What you will do: Reproduce only the lines starting at the one containing "Each instance of the long" and ending at the end of the listing, requests included, with every polygon vertex coordinate in the outlines multiplied by 2.15 and rounded to the nearest whole number, halves rounded up. Leave the pictures out.

Available records:
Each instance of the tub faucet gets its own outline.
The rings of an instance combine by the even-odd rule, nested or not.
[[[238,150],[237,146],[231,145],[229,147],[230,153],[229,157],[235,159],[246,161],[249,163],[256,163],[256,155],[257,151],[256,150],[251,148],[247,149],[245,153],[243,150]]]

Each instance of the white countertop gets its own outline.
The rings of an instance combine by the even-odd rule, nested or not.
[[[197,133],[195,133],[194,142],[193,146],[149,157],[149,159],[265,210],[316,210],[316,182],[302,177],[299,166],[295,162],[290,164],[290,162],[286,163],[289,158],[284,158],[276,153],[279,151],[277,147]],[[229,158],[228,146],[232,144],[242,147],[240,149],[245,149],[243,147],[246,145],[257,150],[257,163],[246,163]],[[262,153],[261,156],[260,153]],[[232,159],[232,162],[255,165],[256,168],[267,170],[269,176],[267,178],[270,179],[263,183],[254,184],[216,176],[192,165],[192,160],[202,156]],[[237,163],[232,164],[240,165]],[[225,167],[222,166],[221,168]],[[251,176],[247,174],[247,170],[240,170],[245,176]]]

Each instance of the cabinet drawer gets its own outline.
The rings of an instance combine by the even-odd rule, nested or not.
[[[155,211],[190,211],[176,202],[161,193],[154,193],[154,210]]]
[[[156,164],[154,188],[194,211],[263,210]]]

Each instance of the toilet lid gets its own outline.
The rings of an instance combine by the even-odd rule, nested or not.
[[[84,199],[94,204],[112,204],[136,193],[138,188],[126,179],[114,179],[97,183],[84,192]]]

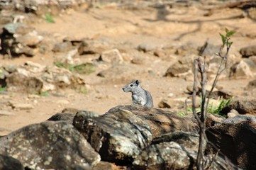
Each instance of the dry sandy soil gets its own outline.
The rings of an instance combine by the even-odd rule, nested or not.
[[[238,52],[241,47],[255,44],[256,39],[247,36],[256,37],[255,23],[246,17],[240,17],[243,16],[241,10],[218,9],[212,15],[205,16],[207,13],[208,11],[202,9],[202,6],[177,7],[167,9],[165,13],[153,8],[136,10],[103,7],[89,11],[69,10],[55,16],[55,23],[39,19],[32,26],[38,33],[52,34],[52,38],[60,40],[67,36],[106,38],[114,45],[127,43],[134,49],[140,44],[159,47],[178,47],[188,43],[203,45],[207,39],[213,45],[221,45],[218,33],[224,32],[224,28],[228,28],[236,31],[230,54],[238,58],[241,57]],[[53,56],[54,53],[48,52],[33,57],[24,56],[13,60],[1,59],[1,64],[18,65],[29,60],[52,65]],[[130,75],[130,77],[141,81],[144,89],[152,94],[155,106],[157,107],[161,99],[168,95],[172,95],[172,98],[188,96],[184,91],[188,85],[193,84],[191,81],[163,76],[179,57],[172,53],[169,54],[169,57],[161,58],[141,52],[143,64],[133,64],[126,61],[123,64],[128,66],[128,69],[129,65],[133,64],[145,71],[141,74]],[[93,59],[93,57],[86,57],[89,60]],[[65,108],[103,114],[111,107],[131,103],[130,94],[125,94],[121,88],[132,79],[111,81],[96,76],[107,67],[99,65],[95,72],[84,76],[90,87],[87,94],[65,89],[58,91],[57,96],[50,93],[48,96],[31,97],[23,91],[0,94],[0,98],[6,101],[33,105],[33,108],[30,110],[10,109],[12,115],[0,115],[0,135],[31,123],[44,121]],[[218,84],[226,91],[241,94],[250,80],[226,79],[221,80]]]

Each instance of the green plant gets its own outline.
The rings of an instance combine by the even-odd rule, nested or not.
[[[210,104],[207,108],[207,113],[211,113],[213,114],[217,114],[220,115],[223,115],[222,113],[221,113],[221,110],[227,106],[232,101],[232,98],[228,98],[225,100],[223,98],[221,98],[220,103],[218,106]]]
[[[50,13],[46,13],[45,14],[45,17],[46,22],[52,23],[55,23],[55,21],[54,21],[52,15],[50,14]]]
[[[0,92],[6,91],[6,90],[7,88],[6,86],[5,87],[0,86]]]
[[[63,62],[55,62],[55,66],[57,67],[65,68],[70,72],[74,72],[79,74],[87,74],[94,72],[94,66],[91,63],[83,63],[78,65],[73,65],[71,64],[65,64]]]
[[[88,89],[85,86],[77,87],[75,91],[79,94],[87,94],[88,93]]]
[[[83,63],[74,66],[74,70],[79,74],[87,74],[94,72],[94,67],[91,63]]]
[[[228,52],[230,49],[230,47],[233,44],[233,42],[230,41],[230,36],[235,34],[235,31],[228,30],[227,28],[225,28],[226,35],[223,35],[220,33],[222,45],[221,46],[220,50],[218,53],[217,53],[217,57],[221,58],[220,64],[218,65],[218,68],[213,80],[213,83],[211,85],[211,89],[210,91],[206,93],[206,84],[207,84],[207,66],[206,57],[204,59],[199,57],[198,59],[195,59],[194,60],[194,86],[193,86],[193,114],[196,119],[199,126],[199,146],[197,153],[196,157],[196,169],[198,170],[206,169],[208,168],[205,167],[205,162],[204,162],[204,142],[208,141],[207,137],[206,135],[206,121],[207,117],[207,112],[208,111],[208,103],[211,98],[211,93],[213,92],[213,89],[216,87],[216,84],[218,82],[218,79],[221,74],[221,73],[227,68],[227,62],[228,57]],[[206,47],[208,43],[206,43]],[[206,48],[204,47],[204,49]],[[224,49],[226,48],[226,49]],[[201,54],[203,54],[201,52]],[[200,117],[197,115],[196,111],[196,88],[198,84],[198,72],[200,74],[199,76],[199,82],[201,85],[201,115]],[[230,102],[230,101],[229,101]],[[216,111],[221,108],[226,103],[228,102],[221,102],[222,103],[218,107]],[[218,111],[219,111],[218,110]]]

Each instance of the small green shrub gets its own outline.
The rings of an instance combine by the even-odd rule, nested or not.
[[[45,17],[46,22],[51,23],[55,23],[55,21],[54,21],[52,15],[50,14],[50,13],[46,13],[45,14]]]
[[[77,72],[82,74],[88,74],[95,71],[94,66],[91,63],[83,63],[78,65],[73,65],[71,64],[65,64],[63,62],[55,62],[55,66],[57,67],[65,68],[70,72]]]
[[[5,87],[0,86],[0,92],[4,92],[6,91],[7,91],[7,88],[6,86]]]
[[[49,96],[49,94],[48,91],[42,92],[39,94],[40,96]]]

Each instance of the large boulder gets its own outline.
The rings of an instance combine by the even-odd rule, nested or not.
[[[132,112],[96,116],[79,112],[73,125],[98,152],[103,161],[117,164],[131,163],[152,140],[150,128]]]
[[[256,98],[253,96],[238,96],[225,108],[221,113],[228,113],[230,110],[235,109],[240,114],[256,114]]]
[[[23,170],[22,164],[11,157],[0,154],[0,169],[3,170]]]
[[[191,118],[181,117],[177,114],[162,109],[145,107],[140,105],[118,106],[111,108],[105,115],[116,115],[121,110],[132,112],[146,123],[152,130],[153,137],[170,131],[182,130],[184,132],[197,132],[198,125]]]
[[[33,169],[88,169],[101,159],[84,137],[65,121],[30,125],[1,137],[0,154]]]
[[[214,154],[218,152],[243,169],[256,169],[255,122],[223,123],[208,128],[206,135],[209,141],[208,153]]]

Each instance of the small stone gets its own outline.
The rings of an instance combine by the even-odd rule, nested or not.
[[[14,113],[7,110],[0,110],[0,115],[14,115]]]
[[[228,114],[227,114],[228,118],[233,118],[233,117],[235,117],[235,116],[236,116],[236,115],[238,115],[238,114],[236,114],[236,113],[232,113],[232,112],[229,112],[229,113],[228,113]]]
[[[117,49],[102,52],[99,60],[109,63],[120,63],[123,61],[122,55]]]
[[[141,65],[143,64],[144,60],[142,59],[141,57],[135,57],[130,61],[130,62],[133,64]]]
[[[16,38],[17,42],[21,43],[28,46],[35,46],[43,40],[43,37],[38,35],[38,33],[34,30],[21,36]]]
[[[58,100],[56,102],[58,104],[69,104],[69,101],[67,101],[67,100]]]

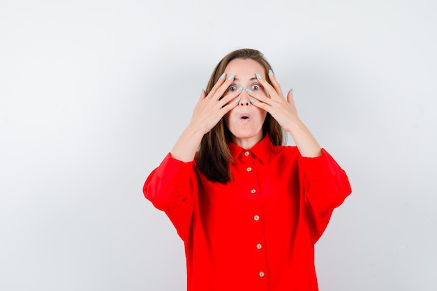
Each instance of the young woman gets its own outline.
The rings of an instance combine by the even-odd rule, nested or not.
[[[244,49],[216,66],[143,192],[184,241],[188,291],[313,291],[314,244],[351,190],[292,90],[286,98],[263,55]]]

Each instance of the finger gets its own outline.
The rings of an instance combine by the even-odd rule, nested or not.
[[[262,94],[260,93],[258,93],[256,91],[253,92],[250,89],[246,89],[246,93],[247,93],[250,96],[254,97],[258,101],[262,102],[263,103],[267,104],[269,105],[272,105],[272,99],[270,99],[268,97],[266,97],[265,96],[264,96],[264,94]],[[249,101],[251,103],[253,103],[251,100],[249,100]]]
[[[228,77],[225,78],[223,83],[217,88],[217,90],[214,94],[214,96],[212,97],[214,99],[220,100],[223,97],[223,94],[226,91],[229,89],[230,84],[234,81],[234,74],[230,75]]]
[[[269,71],[269,77],[270,78],[270,82],[272,82],[272,84],[273,85],[273,87],[276,91],[276,92],[282,92],[281,86],[279,85],[279,83],[278,83],[278,81],[276,80],[276,77],[274,75],[272,70]]]
[[[287,102],[288,102],[288,104],[291,105],[293,111],[297,114],[297,110],[296,110],[296,105],[295,104],[295,98],[293,98],[292,88],[288,91],[288,94],[287,94]]]
[[[282,94],[282,91],[276,92],[275,89],[267,82],[267,79],[262,78],[261,75],[259,73],[255,74],[256,79],[258,80],[264,90],[266,91],[267,95],[272,98],[272,96],[276,96],[277,95],[281,96]]]
[[[211,89],[211,91],[209,91],[207,97],[212,98],[212,96],[214,96],[216,92],[217,91],[217,89],[220,88],[221,85],[223,85],[223,82],[226,80],[226,79],[227,79],[226,73],[223,73],[218,78],[218,80],[217,80],[217,82]]]
[[[242,93],[243,90],[243,87],[241,87],[238,89],[238,90],[232,92],[229,94],[226,94],[221,98],[219,101],[221,106],[224,106],[225,105],[232,103],[232,101],[237,104],[239,102],[239,98],[237,98],[238,96]]]
[[[202,100],[205,97],[206,97],[206,94],[205,93],[205,90],[202,89],[202,93],[200,94],[200,97],[199,98],[199,101],[200,101],[201,100]]]

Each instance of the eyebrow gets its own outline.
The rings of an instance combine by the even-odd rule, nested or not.
[[[234,78],[234,80],[235,80],[235,81],[239,81],[239,78],[237,78],[237,77],[235,77],[235,78]],[[256,77],[251,77],[251,78],[250,78],[249,80],[249,81],[253,81],[253,80],[256,80]]]

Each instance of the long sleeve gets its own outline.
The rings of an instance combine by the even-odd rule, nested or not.
[[[327,226],[334,209],[352,190],[344,170],[324,149],[319,157],[301,158],[299,167],[311,234],[316,243]]]
[[[193,163],[182,162],[168,154],[147,177],[143,193],[155,207],[165,212],[186,241],[197,193]]]

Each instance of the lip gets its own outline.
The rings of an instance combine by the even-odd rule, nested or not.
[[[246,118],[243,118],[243,117],[246,117]],[[242,113],[239,114],[239,120],[243,124],[247,124],[251,120],[251,114],[249,114],[249,113]]]

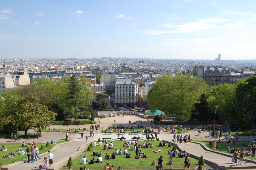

Correct result:
Each instance of the long sleeve gets its own outline.
The rings of an instance combine by the even-odd rule, nested or not.
[[[703,486],[718,449],[757,409],[740,366],[697,320],[686,338],[647,340],[643,359],[669,503],[679,522]]]
[[[415,350],[391,348],[361,331],[316,381],[307,415],[333,445],[355,456],[400,518],[424,415]]]

Each instance of the lip gets its own outline.
The rings of an instance combine by the even-odd rule, nested or not.
[[[529,254],[522,254],[522,252],[529,252]],[[520,243],[514,245],[514,258],[522,267],[531,267],[540,258],[540,245],[535,245],[535,243]]]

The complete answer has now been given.